Task instructions –
1/ According to the film summary below, who directed The Yankee Clipper?
2/ Find every line in the records below that contains the string "list", matching case exactly.

Page excerpt –

START

The Yankee Clipper is a 65-minute 1927 American adventure film directed by Rupert Julian.  It is set against the maritime rivalry between the United States and Great Britain in the mid-19th century.

Plot
The film opens in England in the court of Queen Victoria. Lord Anthony Huntington, the country's foremost shipbuilder, is tasked with preventing the United States from breaking England's grip on the tea trade. Huntington boasts that his new ship, Lord of the Isles, will outsail any American ship.

In America, the U.S. president meets with a Boston shipbuilder, Thomas Winslow, who vows that his new vessel will challenge England's flaunted speed. The builder introduces his son, Hal Winslow (William Boyd), who will command the new Yankee Clipper on its maiden voyage to China. The President tells the young captain that America's hope of prestige on the seas rests with him.

Several days into the journey, a stowaway, a young boy named Mickey Murphy (Junior Coughlan) is found hiding in a burlap sack. The boy is an orphan who announces his hatred of women.

While in China, Winslow attends a dinner hosted by a wealthy Chinese merchant and rescues an English woman Lady Jocelyn Huntington (Elinor Fair) from rioting beggars.

END

Stored data entries
START

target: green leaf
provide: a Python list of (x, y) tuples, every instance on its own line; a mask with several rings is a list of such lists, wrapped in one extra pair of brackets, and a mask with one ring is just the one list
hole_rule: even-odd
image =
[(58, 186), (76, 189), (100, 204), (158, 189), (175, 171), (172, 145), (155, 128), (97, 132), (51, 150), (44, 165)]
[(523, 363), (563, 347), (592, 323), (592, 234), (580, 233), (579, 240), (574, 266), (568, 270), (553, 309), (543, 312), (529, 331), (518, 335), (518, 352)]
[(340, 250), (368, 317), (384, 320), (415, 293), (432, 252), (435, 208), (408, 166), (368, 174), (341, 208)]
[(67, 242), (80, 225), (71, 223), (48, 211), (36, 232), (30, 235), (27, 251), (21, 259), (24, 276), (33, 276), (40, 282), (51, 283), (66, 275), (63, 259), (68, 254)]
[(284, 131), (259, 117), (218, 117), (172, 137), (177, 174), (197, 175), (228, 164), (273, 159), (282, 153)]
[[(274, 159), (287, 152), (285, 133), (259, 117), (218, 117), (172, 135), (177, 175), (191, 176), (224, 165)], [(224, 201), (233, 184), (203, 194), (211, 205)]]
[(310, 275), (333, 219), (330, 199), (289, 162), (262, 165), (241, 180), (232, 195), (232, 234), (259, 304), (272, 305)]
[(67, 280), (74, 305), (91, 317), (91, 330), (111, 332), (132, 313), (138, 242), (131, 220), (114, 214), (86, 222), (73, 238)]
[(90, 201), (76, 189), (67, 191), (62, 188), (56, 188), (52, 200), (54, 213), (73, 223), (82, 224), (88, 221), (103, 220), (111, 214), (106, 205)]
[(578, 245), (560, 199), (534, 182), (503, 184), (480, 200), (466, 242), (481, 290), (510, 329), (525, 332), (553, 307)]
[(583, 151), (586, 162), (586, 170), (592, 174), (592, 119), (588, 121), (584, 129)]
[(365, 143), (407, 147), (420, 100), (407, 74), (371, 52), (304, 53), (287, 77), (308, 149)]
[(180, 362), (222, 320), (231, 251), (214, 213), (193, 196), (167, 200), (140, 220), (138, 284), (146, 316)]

END

The responses –
1/ Rupert Julian.

2/
provide: a Python list of (x, y) tuples, every instance on its own line; a mask with several rings is a list of such lists, wrapped in one extra pair of brackets, and a mask with one ring is just the one list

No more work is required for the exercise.